Dataset records:
►
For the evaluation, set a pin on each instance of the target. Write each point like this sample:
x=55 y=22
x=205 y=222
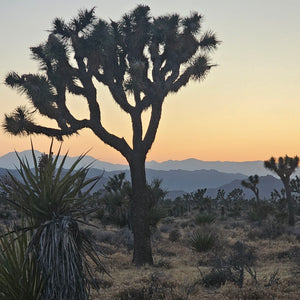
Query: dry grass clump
x=178 y=270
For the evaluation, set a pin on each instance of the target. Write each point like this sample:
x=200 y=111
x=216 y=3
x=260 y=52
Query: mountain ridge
x=248 y=168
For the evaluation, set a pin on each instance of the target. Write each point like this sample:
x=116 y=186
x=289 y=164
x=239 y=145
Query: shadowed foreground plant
x=203 y=241
x=48 y=197
x=20 y=276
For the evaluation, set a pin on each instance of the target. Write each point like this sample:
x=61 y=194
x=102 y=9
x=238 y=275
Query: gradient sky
x=246 y=109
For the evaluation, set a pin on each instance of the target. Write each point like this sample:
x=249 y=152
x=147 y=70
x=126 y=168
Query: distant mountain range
x=9 y=161
x=178 y=177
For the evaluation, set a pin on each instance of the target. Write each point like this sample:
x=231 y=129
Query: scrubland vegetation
x=203 y=248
◄
PROBLEM REQUIREMENTS: Reproduce the data above verbatim, from its first line through the line that contains "x=248 y=168", with both ends included. Omit the pictures from your copy.

TASK SOLUTION:
For the evaluation, set a pin on each instance of the target. Write each point like this sample:
x=55 y=22
x=205 y=222
Query: dry grass clump
x=178 y=270
For the evaluation, set a pin on each instance of the target. Write each point like this sample:
x=200 y=111
x=216 y=3
x=260 y=52
Query: mountain ridge
x=248 y=168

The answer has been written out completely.